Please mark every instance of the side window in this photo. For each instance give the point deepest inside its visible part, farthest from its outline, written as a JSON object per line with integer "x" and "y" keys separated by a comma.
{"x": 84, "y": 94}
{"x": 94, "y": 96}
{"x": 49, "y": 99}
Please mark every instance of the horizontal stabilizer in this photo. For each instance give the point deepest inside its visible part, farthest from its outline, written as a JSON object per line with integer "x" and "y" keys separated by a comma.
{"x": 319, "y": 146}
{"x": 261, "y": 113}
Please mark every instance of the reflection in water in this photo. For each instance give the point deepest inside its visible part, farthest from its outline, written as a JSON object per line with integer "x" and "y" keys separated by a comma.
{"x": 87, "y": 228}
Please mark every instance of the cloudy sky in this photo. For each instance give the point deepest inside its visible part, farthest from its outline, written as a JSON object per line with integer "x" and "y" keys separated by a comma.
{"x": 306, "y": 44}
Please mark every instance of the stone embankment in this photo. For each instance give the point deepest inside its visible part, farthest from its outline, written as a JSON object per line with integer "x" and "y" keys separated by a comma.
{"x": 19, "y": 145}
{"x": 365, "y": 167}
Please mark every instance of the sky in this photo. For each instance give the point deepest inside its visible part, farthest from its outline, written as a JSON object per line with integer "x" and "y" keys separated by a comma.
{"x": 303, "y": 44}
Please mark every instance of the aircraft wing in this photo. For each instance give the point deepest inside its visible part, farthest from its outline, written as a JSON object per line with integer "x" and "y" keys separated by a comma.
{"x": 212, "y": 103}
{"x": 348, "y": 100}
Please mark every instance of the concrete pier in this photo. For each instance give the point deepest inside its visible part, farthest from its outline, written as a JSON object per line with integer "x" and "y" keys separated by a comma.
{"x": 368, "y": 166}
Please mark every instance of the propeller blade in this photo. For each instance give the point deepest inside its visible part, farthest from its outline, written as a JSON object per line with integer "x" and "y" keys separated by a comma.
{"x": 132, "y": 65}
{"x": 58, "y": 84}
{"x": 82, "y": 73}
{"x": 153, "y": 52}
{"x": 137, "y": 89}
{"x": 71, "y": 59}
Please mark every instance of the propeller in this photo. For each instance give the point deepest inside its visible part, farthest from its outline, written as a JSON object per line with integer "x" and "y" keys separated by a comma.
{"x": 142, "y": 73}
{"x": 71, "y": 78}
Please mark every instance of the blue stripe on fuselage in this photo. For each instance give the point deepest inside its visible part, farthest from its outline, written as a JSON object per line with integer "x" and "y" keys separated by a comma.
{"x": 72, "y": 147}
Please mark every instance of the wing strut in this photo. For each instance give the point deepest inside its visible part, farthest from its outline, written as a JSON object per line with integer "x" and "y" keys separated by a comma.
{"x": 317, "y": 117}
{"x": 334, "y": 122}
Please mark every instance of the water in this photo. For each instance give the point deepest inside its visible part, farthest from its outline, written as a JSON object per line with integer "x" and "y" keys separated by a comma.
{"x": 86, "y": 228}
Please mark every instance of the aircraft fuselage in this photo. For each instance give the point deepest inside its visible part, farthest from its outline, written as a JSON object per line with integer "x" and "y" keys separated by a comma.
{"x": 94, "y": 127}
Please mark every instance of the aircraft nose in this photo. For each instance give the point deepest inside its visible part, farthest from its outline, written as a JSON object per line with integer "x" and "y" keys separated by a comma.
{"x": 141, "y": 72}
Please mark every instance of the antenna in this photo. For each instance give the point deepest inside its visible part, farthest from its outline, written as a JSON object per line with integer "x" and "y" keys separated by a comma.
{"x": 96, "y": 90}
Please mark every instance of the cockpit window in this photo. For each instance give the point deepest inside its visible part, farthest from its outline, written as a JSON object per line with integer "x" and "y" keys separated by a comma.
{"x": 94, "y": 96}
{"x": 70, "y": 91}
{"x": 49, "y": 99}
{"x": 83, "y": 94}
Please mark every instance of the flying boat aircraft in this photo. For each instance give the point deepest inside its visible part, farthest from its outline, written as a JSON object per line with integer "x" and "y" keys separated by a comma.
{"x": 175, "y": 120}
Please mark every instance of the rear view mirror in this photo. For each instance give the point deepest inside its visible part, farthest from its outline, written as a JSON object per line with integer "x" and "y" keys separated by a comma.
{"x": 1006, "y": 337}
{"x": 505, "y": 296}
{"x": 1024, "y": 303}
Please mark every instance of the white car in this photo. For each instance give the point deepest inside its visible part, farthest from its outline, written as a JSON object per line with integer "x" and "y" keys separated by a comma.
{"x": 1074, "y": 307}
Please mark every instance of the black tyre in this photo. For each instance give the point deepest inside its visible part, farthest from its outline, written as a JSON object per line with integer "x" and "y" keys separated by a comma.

********************

Can you put every line of the records above into a Markdown table with two columns, Row and Line, giving each line a row number and leaving out any blank lines?

| Row | Line |
|---|---|
| 1 | Please mark every instance of the side window in this photo. For each instance give the point deepest inside its visible part, farthest from its outline, written as a JSON object per line with integer "x" and "y" keys separated by a comma. |
| 2 | {"x": 84, "y": 94} |
| 3 | {"x": 94, "y": 96} |
| 4 | {"x": 49, "y": 99} |
| 5 | Please mark every instance of the horizontal stabilizer in this photo. For each instance give the point deepest inside its visible part, farthest from its outline, written as a JSON object per line with integer "x" and "y" keys separated by a comma. |
| 6 | {"x": 319, "y": 146} |
| 7 | {"x": 261, "y": 113} |
| 8 | Please mark every instance of the reflection in water in this photo. For each instance give the point deepest inside its visible part, farthest from its outline, written as a JSON object per line with integer "x" and "y" keys separated by a comma. |
| 9 | {"x": 87, "y": 228} |
| 10 | Please mark every instance of the cloudy sky in this photo. For each instance give the point deepest inside its visible part, farthest from its outline, written as a JSON object per line with integer "x" and "y" keys separated by a comma. |
| 11 | {"x": 306, "y": 44} |
| 12 | Please mark every instance of the stone embankment in this photo. For each instance give the point deepest inside its visible part, farthest from its outline, written as a JSON object per line with integer "x" and "y" keys separated by a comma. |
| 13 | {"x": 19, "y": 145} |
| 14 | {"x": 365, "y": 167} |
| 15 | Please mark every instance of the sky in this photo. For each instance give the point deepest inside its visible part, farthest from its outline, written as a JSON object per line with integer "x" and "y" keys separated by a comma. |
| 16 | {"x": 303, "y": 44} |
| 17 | Please mark every instance of the aircraft wing in this photo. For each instance give the point deepest inside its visible part, farthest from its outline, written as a JSON object per line with integer "x" and "y" keys separated by a comma. |
| 18 | {"x": 212, "y": 103} |
| 19 | {"x": 348, "y": 100} |
| 20 | Please mark every instance of the concrete pier in this photo. For each instance give the point deepest inside its visible part, farthest from its outline, written as a JSON object per line with integer "x" and "y" keys separated by a comma. |
| 21 | {"x": 368, "y": 166} |
| 22 | Please mark every instance of the propeller blade in this photo. For each instance give the point deepest inside its visible part, farthest from its outline, written as a JSON object per line with integer "x" and "y" keys separated by a comma. |
| 23 | {"x": 132, "y": 65} |
| 24 | {"x": 58, "y": 84} |
| 25 | {"x": 82, "y": 73} |
| 26 | {"x": 153, "y": 52} |
| 27 | {"x": 137, "y": 89} |
| 28 | {"x": 71, "y": 59} |
| 29 | Please mark every instance of the propeller in this photo. For each instance give the point deepest inside its visible part, farthest from its outline, written as a JSON object per line with integer "x" and "y" keys separated by a comma. |
| 30 | {"x": 142, "y": 73} |
| 31 | {"x": 71, "y": 78} |
| 32 | Please mark every instance of the blue stripe on fuselage in this photo. For each instance give the point deepest inside its visible part, farthest from its outline, written as a JSON object per line with integer "x" and "y" keys separated by a comma. |
| 33 | {"x": 72, "y": 147} |
| 34 | Please mark every instance of the wing strut in this photo. For each instance give the point deepest inside its visible part, farthest from its outline, written as a JSON object per line with integer "x" and "y" keys separated by a comma. |
| 35 | {"x": 317, "y": 117} |
| 36 | {"x": 334, "y": 122} |
| 37 | Please mark every instance of the water in this photo. For each instance give the point deepest inside its visible part, farthest from its outline, written as a JSON object per line with integer "x" and "y" keys separated by a comma. |
| 38 | {"x": 86, "y": 228} |
| 39 | Please mark every instance of the aircraft fuselage in this photo. For each instance give the point deepest inside its visible part, farthest from its outline, written as a JSON object per line with integer "x" and "y" keys separated by a comma. |
| 40 | {"x": 94, "y": 127} |
| 41 | Please mark every instance of the aircraft nose in this photo. For each instance give the point deepest inside its visible part, farthest from its outline, written as a JSON object per line with integer "x" and "y" keys separated by a comma. |
| 42 | {"x": 141, "y": 72} |
| 43 | Please mark every instance of the antenna in this photo. For each instance give the point deepest inside its visible part, farthest from its outline, written as a JSON object per line with integer "x" and "y" keys separated by a comma. |
| 44 | {"x": 96, "y": 90} |
| 45 | Please mark every instance of the cockpit window in this photo. For each instance give the point deepest inside its visible part, farthest from its outline, written as a JSON object per line with integer "x" and "y" keys separated by a comma. |
| 46 | {"x": 94, "y": 96} |
| 47 | {"x": 70, "y": 91} |
| 48 | {"x": 49, "y": 99} |
| 49 | {"x": 83, "y": 94} |
| 50 | Please mark every instance of the flying boat aircraft in this photo. For each instance give the point deepest inside its visible part, farthest from its outline, written as a JSON object per line with integer "x" and "y" keys separated by a comma. |
| 51 | {"x": 175, "y": 120} |
| 52 | Please mark every instance of the rear view mirror in this photo. For each instance give the point deepest inside its visible part, farthest from its outline, written as a JSON object per line with integer "x" and "y" keys separated by a comma. |
| 53 | {"x": 1006, "y": 337} |
| 54 | {"x": 505, "y": 296} |
| 55 | {"x": 1024, "y": 303} |
| 56 | Please mark every instance of the white car in this photo. For each instance give the point deepest inside its visible part, farthest from its outline, written as a JSON object per line with integer "x" and "y" keys separated by a comma. |
| 57 | {"x": 1074, "y": 307} |
| 58 | Please mark every instance of the black tyre in this photo. For each instance give the point deepest inside its visible part, farthest from its outline, written as a JSON object per line with integer "x" and "y" keys separated by a comma. |